** To do **
In the discussion of RPC caching, which two commands are said to benefit from caching?
======== Source text ========
I am not sure I understand your proposal. As of now, there are only two commands that benefit from caching -- SET_TENSOR and GRAPH_COMPUTE. Why do we need to modify send_rpc_cmd() which is used for all RPC commands and how does this makes anything simpler?

Also note that my implementation is reusing compute graphs without serializing them first, so we don't waste CPU time for serialization and hashing.

@slaren
Copy link
Member

slaren commented Oct 30, 2025

@slaren Is there a better way to associate an ID with ggml_cgraph?

I don't think there is a good way to do this at the moment. This implementation is not reliable either. To do this in a reliable way, you would need to check every node of the graph to determine if it is changed, similar to what the CUDA backend does to implement CUDA graphs. In the future with the graph plan API this may be unnecessary.

    if (!send_data(sock->fd, &cmd_byte, sizeof(cmd_byte))) {
        return false;
    }
    if (!send_data(sock->fd, &input_size, sizeof(input_size))) {
        return false;
    }
    if (!send_data(sock->fd, input, input_size)) {
        return false;
    }

With TCP_NODELAY, each of these calls may be generating a new packet, which may add to the network latency. It may be worth building the entire packet first in a buffer and sending it with a single call to send.
======== Entries shown ========
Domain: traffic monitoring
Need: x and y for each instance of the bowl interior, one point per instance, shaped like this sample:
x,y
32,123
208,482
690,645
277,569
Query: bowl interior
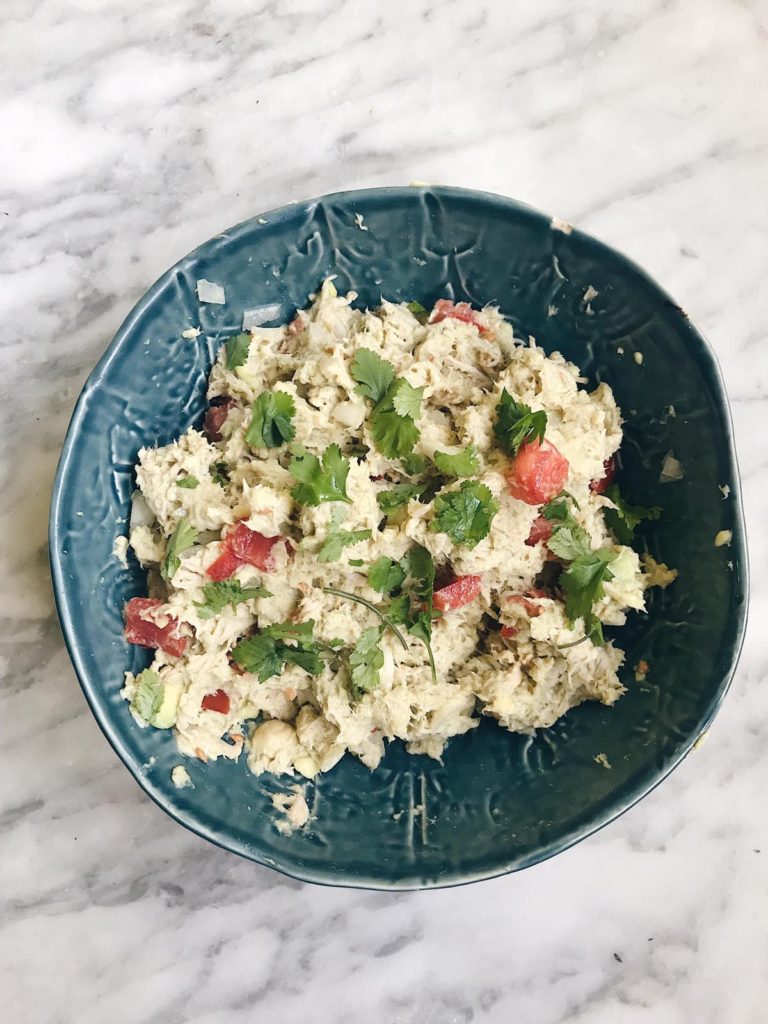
x,y
499,802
========
** Complete response **
SET_TENSOR and GRAPH_COMPUTE.